**EXERCISE**
Transcribe the passage of the articles on pledges from "Article 360: Fruits" to "of such actions.", keeping every word and punctuation mark unchanged.

**TEXT PASSAGE**
————

Article 359: Use of the pledge
The pledgee may not make use of the pledge without the pledger’s consent, except where such use is necessary for its preservation.
Article 360: Fruits
1) Where the pledge produces fruits, the creditor, or the custodian of the pledge, shall collect them.
2) The fruits shall become the property of the pledgee.
3) The value of the fruits produced by the pledge shall be applied successively to the expenses incurred for the custody and preservation of the pledge, to the capital of the debt secured.
Article 361: Action for possession
1) The pledgee may bring actions for possession in respect of the pledge,
2) The custodian of the pledge shall inform the pledgee and the pledger without delay of circumstances requiring the institution of such actions.
Article 362: Third party’s claim to the pledge
The pledgee may exercise the rights deriving from the contract of pledge notwithstanding that the pledge has been delivered to him by a person who was not authorized to dispose of it.
Article 363: Exception
1) The owner of the pledge may take it back where he shows that the pledgee knew or should have known, on the making of the contract, that the other party was not authorized to pledge the thing.
2) He may also take the pledge back by discharging the debt secured by it.
Article 364: Return of Pledge
1) The creditor shall return the pledge to the pledger or to the person designated by him, where the contract of pledge is extinguished by payment of the debt or for any other reason.
2) Until the pledge is returned, he shall be liable for the loss of or damage to the pledge.
Article 365: Lien
The pledgee may retain the pledge until monies due to him have been paid in full.
Article 366: Subrogation to property rights
Where the pledge is lost or damaged for any reason whatsoever, the pledge’s right shall apply to the compensation due for its replacement from the person liable for the loss or deterioration, from the insurer or from the person who has expropriated it.
EXTINCTION OF CONTRACT OF PLEDGE
Article 367: Accessory character of the contract
The contract of pledge shall be extinguished and the pledge shall be returned where the debt it guaranteed is discharged.
Article 368: Indivisibility of pledge
The creditor may not be compelled to return the pledge or part thereof until he has been paid in full, notwithstanding that the debt or pledge is divisible.
SALE OF PLEDGE
Article 369: Commissoria lex
1) Any agreement, even subsequent to the furnishing of the pledge; authorizing the creditor, in the event of non-payment on the due date, to take possession of the pledge or to sell it without complying with the formalities required by law shall be of no effect.
2) It may however be agreed, after the debt has become due, that the debtor shall made over the pledge to the creditor in settlement of the debt.
Article 370: Effect on third parties
1) The contract of pledge shall not affect third parties unless the pledge is in the possession of the pledgee, or the person designated for the purpose by the parties, at the time when the pledgee invokes the contract.
2) The contract of pledge shall be of no effect where at that time the pledge is still in the debtor’s possession or it has returned to his possession with the pledge’s consent or it is in the possession of a third party from whom the creditor cannot demand its return.
Article 371: Default
1) Before causing the pledge to be sold, the pledgee shall call upon the pledger to discharge his obligation and give him due notice that upon default, he will cause the pledge to be sold.
2) Similar notice shall be given to the third party who has furnished the pledge.
Article 372: Sale of Pledge
1) Where within fifteen days from the notice provided in Article 371, no objection has been raised or the objection is dismissed, the pledgee may cause the pledge to be sold by public auction.

————

**DATA EXCERPT**
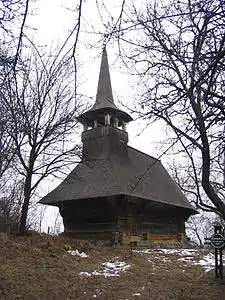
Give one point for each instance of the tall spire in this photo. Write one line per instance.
(104, 104)
(104, 96)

————

**THE COMPLETED TASK**
Article 360: Fruits
1) Where the pledge produces fruits, the creditor, or the custodian of the pledge, shall collect them.
2) The fruits shall become the property of the pledgee.
3) The value of the fruits produced by the pledge shall be applied successively to the expenses incurred for the custody and preservation of the pledge, to the capital of the debt secured.
Article 361: Action for possession
1) The pledgee may bring actions for possession in respect of the pledge,
2) The custodian of the pledge shall inform the pledgee and the pledger without delay of circumstances requiring the institution of such actions.